> RECORDS FOR THIS TASK
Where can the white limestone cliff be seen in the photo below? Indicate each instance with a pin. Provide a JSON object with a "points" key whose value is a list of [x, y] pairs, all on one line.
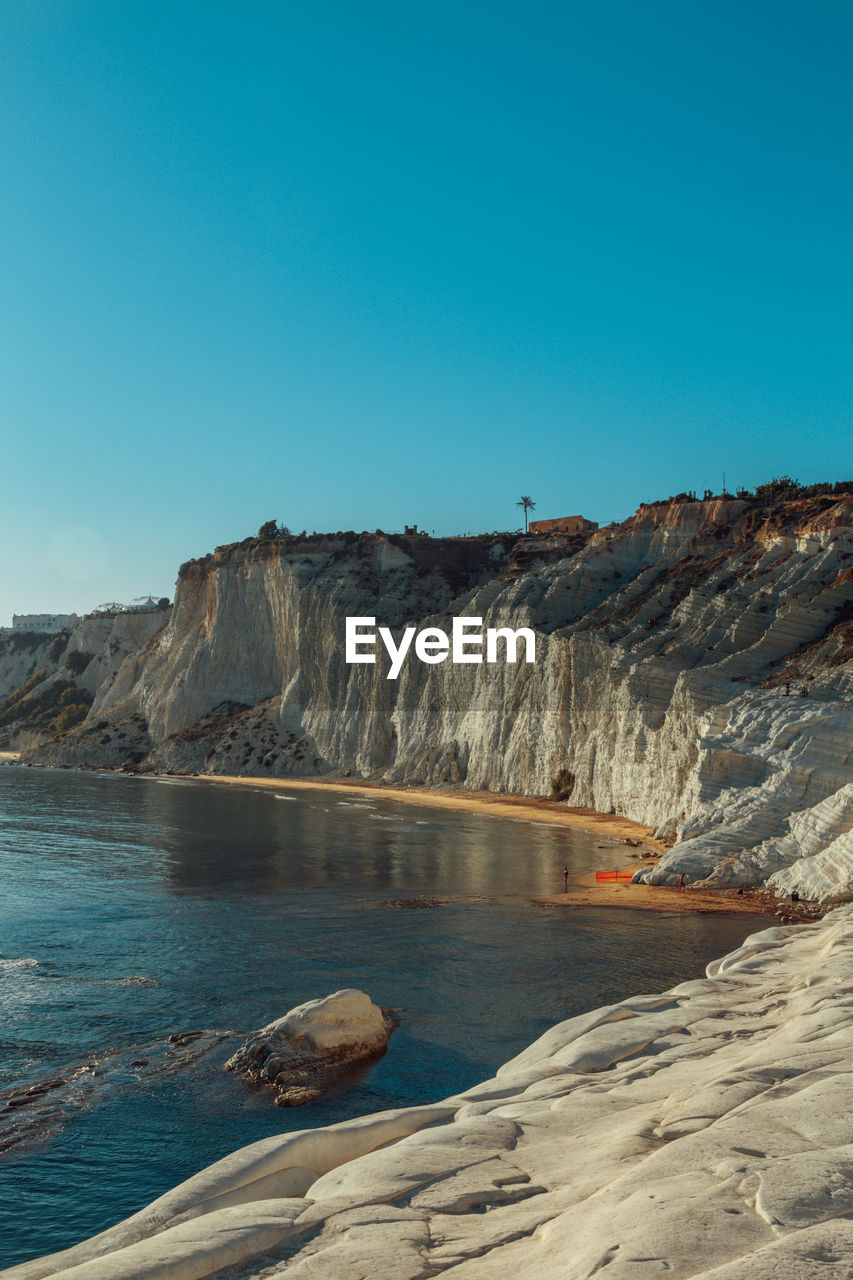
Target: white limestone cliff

---

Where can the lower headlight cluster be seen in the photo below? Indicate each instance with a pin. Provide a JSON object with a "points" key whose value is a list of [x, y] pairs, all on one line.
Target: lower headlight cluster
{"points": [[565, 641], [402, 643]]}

> WHAT NEEDS TO BE DONE
Take the material above from the line bearing "Where can the white" through the line bearing "Target: white limestone cliff" and write it out exactly, both end lines included. Pictures stay out.

> RESPONSE TO THIS EXERCISE
Where can the white limestone cliff be seen in the photo below? Indicate each instance with a pin. Provide a JSON object with a "points" key whose value is a list of [x, y] pairs, all on one line.
Target: white limestone cliff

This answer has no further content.